## Task to complete
Convert each row below into one string in a JSON list, and leave out any blank lines.

## Listed records
────────────────

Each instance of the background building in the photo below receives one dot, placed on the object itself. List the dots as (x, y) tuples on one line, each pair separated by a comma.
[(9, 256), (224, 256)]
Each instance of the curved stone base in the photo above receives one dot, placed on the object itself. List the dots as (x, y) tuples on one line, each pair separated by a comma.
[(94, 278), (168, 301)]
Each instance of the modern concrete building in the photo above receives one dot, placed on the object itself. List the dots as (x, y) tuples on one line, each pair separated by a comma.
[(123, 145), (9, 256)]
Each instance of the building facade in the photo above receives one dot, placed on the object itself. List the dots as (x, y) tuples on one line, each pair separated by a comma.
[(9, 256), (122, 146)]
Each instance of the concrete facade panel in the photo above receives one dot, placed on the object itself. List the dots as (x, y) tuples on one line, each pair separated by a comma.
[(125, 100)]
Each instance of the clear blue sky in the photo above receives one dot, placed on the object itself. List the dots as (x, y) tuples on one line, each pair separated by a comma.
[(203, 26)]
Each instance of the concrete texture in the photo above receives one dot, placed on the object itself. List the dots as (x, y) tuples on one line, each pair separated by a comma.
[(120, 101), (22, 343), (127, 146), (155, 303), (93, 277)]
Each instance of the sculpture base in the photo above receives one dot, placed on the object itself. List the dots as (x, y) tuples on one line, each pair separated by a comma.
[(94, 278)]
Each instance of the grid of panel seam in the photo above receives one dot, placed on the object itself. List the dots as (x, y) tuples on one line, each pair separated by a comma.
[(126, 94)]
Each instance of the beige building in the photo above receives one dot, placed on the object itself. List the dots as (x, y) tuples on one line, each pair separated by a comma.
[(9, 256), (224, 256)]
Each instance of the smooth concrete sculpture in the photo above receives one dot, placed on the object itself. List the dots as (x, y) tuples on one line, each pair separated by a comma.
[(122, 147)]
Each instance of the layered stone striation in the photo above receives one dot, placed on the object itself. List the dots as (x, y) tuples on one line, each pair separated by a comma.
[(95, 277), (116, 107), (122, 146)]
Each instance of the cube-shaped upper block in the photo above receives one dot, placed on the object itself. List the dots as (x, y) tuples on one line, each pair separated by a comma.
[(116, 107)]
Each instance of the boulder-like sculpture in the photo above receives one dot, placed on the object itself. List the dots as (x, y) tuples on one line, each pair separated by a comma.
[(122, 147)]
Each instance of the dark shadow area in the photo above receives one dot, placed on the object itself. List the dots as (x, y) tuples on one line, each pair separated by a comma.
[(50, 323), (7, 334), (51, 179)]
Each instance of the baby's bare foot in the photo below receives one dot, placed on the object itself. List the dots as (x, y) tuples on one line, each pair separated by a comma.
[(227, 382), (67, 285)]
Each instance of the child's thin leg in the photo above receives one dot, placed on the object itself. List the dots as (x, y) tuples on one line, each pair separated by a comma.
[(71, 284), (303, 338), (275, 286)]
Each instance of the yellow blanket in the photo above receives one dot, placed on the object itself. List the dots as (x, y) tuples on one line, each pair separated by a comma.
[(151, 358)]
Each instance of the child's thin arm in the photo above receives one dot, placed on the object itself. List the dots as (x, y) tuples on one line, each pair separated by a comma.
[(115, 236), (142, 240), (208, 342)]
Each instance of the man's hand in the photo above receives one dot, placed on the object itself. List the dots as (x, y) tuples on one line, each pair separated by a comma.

────────────────

## Result of this exercise
[
  "Each instance of the background building in the photo below receives one dot, placed on the object itself. List the dots as (x, y) tuples on one line, each pair separated by a comma.",
  "[(9, 256), (224, 256)]",
  "Each instance of the curved stone base in the photo above receives one dot, placed on the object itself. List the dots as (x, y) tuples on one line, each pair separated by a comma.",
  "[(94, 278), (168, 301)]",
  "Each instance of the modern concrete building in the photo above receives one dot, placed on the object itself. List the dots as (x, y) tuples on one line, each pair separated by a comma.",
  "[(123, 145), (9, 256)]",
  "Each instance of the building facade in the photo above receives one dot, placed on the object itself. List the dots as (x, y) tuples on one line, each pair separated by a comma.",
  "[(9, 256), (122, 146)]",
  "Each instance of the concrete facade panel in the photo above receives one dot, placed on the object itself. List the dots as (x, y) tuples on one line, each pair separated by a comma.",
  "[(125, 100)]",
  "Each instance of the clear blue sky in the photo above receives one dot, placed on the object itself. List the dots as (x, y) tuples on one line, each pair separated by a comma.",
  "[(203, 26)]",
  "Each instance of the concrete texture in the photo above receives one dot, placed on the object itself. List the dots as (x, y) tuples on one line, each pair separated by a comma.",
  "[(120, 101), (22, 343), (127, 146), (155, 303), (93, 277)]",
  "Each instance of the sculpture base in the photo above receives one dot, placed on the object itself. List the dots as (x, y) tuples on one line, each pair separated by a comma.",
  "[(94, 278)]",
  "Each instance of the grid of panel seam in the photo above receives one dot, placed on the object itself. List the dots as (x, y) tuples on one line, each pair separated by a comma.",
  "[(126, 94)]",
  "Each instance of the beige building in the photo above receives one dot, placed on the object itself. List the dots as (x, y) tuples on one line, each pair separated by a comma.",
  "[(9, 256), (224, 256)]",
  "Each instance of the smooth concrete sculpture in the photo above receives one dot, placed on the object itself. List the dots as (x, y) tuples on one line, each pair separated by a comma.",
  "[(122, 147)]",
  "Each instance of the layered stone striation in the photo above receives one dot, placed on the object itself. List the dots as (x, y) tuples on one line, each pair separated by a comma.",
  "[(95, 277), (116, 107), (122, 146)]",
  "Each instance of the cube-shaped upper block in the photo above receives one dot, placed on the object itself. List the dots as (x, y) tuples on one line, each pair separated by a comma.",
  "[(116, 107)]",
  "Each instance of the boulder-like sculpture in the photo above receives one dot, placed on the object itself. List the dots as (x, y) tuples on one line, each pair separated by a comma.",
  "[(122, 147)]",
  "Each instance of the dark shadow area in the photo above receives one dot, placed on the object itself. List the dots as (x, y) tuples on one line, each pair separated by a comma.",
  "[(50, 323), (7, 334), (51, 179)]",
  "Each instance of the baby's bare foot in the photo below receives one dot, placed on the object itself. List the dots as (x, y) tuples on one line, each pair separated by a comma.",
  "[(227, 382), (67, 285)]",
  "Each instance of the child's thin leg in the photo above receives one dot, placed on the object itself. List the dots as (x, y) tuples on one line, each pair separated by a comma.",
  "[(71, 284), (303, 338), (275, 286)]",
  "Each instance of the yellow blanket in the photo above receives one dot, placed on the object itself. List the dots as (x, y) tuples on one line, each pair separated by a comma.",
  "[(151, 358)]",
  "Each instance of the child's thin arm in the photo above receives one dot, placed on the object itself. List the dots as (x, y) tuples on one line, each pair separated by a comma.",
  "[(115, 236), (142, 240), (208, 342)]",
  "Each instance of the man's hand in the photo above receives one dot, placed on the object itself. List the dots as (x, y) tuples on one line, each pair separated by a comma."
]